---------- Data records ----------

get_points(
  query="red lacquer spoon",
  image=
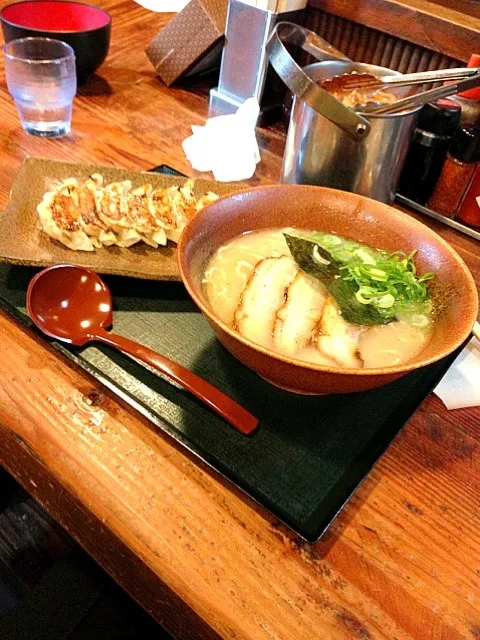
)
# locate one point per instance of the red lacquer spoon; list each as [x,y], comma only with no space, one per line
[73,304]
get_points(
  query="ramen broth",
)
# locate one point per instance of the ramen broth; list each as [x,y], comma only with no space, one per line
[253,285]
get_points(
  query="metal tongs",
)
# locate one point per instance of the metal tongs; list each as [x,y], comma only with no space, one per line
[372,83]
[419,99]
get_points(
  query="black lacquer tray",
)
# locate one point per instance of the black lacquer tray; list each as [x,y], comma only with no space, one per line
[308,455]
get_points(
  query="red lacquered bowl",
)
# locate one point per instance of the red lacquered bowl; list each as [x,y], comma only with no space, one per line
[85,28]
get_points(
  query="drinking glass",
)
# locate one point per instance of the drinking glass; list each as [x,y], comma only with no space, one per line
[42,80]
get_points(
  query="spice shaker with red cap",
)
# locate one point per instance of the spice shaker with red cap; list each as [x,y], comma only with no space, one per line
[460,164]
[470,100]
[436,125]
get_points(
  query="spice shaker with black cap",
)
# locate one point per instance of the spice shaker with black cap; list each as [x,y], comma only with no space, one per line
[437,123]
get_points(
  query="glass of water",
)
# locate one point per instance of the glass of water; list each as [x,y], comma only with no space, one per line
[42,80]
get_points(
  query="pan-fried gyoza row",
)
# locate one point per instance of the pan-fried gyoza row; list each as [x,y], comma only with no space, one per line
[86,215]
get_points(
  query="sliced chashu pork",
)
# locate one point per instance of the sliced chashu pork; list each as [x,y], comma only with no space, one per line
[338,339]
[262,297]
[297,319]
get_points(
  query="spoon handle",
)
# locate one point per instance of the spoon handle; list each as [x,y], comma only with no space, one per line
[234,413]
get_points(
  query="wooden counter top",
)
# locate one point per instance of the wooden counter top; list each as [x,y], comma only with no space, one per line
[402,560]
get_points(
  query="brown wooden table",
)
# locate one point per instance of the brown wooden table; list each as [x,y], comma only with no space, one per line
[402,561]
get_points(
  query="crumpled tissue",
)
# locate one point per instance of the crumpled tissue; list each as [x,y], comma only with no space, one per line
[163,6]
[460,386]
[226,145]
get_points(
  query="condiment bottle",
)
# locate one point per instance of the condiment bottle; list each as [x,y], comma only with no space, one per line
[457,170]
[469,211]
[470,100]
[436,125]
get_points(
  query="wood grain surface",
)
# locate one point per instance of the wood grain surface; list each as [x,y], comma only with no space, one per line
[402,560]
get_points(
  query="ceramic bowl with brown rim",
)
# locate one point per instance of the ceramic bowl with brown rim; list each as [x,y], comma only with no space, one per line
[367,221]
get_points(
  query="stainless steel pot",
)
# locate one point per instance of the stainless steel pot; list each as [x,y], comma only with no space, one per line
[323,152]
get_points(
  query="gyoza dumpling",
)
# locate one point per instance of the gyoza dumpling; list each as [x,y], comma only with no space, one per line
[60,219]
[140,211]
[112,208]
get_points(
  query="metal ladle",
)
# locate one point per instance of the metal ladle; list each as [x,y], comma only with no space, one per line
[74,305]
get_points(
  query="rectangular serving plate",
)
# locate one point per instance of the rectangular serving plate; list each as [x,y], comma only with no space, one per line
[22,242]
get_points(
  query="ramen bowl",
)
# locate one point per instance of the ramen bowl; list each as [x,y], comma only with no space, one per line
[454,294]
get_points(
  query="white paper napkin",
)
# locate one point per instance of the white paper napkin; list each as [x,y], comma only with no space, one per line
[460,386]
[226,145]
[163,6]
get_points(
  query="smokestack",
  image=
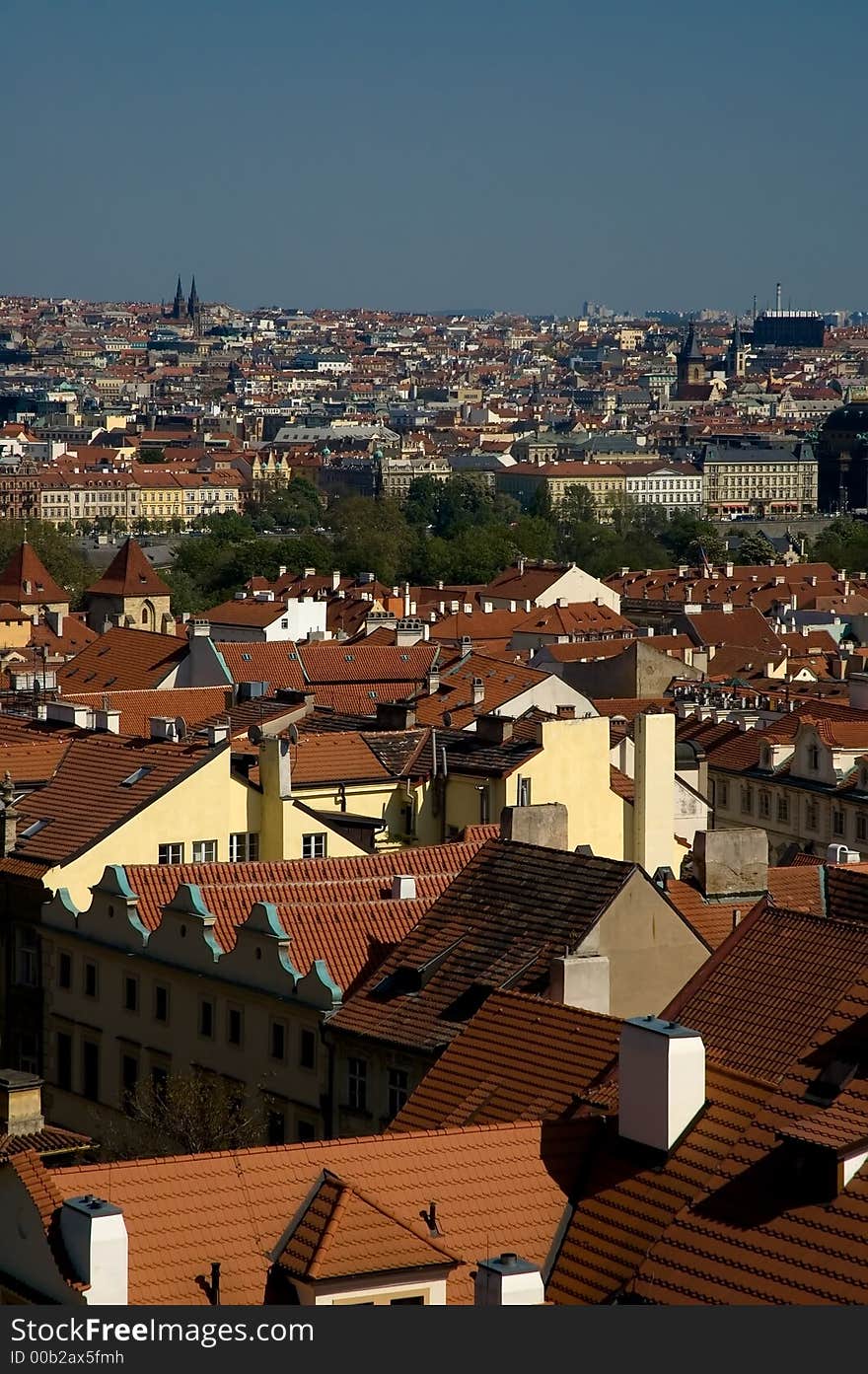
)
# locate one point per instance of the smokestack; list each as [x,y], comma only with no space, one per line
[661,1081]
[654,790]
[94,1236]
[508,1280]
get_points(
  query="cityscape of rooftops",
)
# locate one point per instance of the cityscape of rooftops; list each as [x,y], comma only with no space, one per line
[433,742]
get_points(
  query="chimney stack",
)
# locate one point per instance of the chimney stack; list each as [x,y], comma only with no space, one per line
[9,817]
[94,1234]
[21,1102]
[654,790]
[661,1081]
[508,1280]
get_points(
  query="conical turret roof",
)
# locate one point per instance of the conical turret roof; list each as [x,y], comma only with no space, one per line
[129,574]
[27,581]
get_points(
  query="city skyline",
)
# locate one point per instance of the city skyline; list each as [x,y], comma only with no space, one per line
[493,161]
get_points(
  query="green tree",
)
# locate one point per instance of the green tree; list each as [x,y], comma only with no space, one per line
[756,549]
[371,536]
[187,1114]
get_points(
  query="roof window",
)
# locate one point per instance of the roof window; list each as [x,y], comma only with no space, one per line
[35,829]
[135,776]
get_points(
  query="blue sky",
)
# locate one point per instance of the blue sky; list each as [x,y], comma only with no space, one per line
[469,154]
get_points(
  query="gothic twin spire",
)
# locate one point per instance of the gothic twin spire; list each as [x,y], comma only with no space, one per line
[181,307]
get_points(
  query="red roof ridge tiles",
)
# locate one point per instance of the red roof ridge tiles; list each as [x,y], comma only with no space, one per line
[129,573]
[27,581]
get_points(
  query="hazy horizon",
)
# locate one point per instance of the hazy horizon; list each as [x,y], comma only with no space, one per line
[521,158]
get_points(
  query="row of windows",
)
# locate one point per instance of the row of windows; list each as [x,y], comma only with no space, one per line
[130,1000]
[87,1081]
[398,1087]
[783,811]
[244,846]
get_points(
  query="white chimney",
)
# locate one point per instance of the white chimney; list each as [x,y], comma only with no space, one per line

----------

> **Written task**: Please identify each line in the records above that contains the word "paper" and copy those lines in full. Case counts, so match capital and lowercase letters exactly.

> **Task result**:
  query="white paper napkin",
# locate one point per instance of the white paper napkin; list each as [x,y], comma only with no space, one per line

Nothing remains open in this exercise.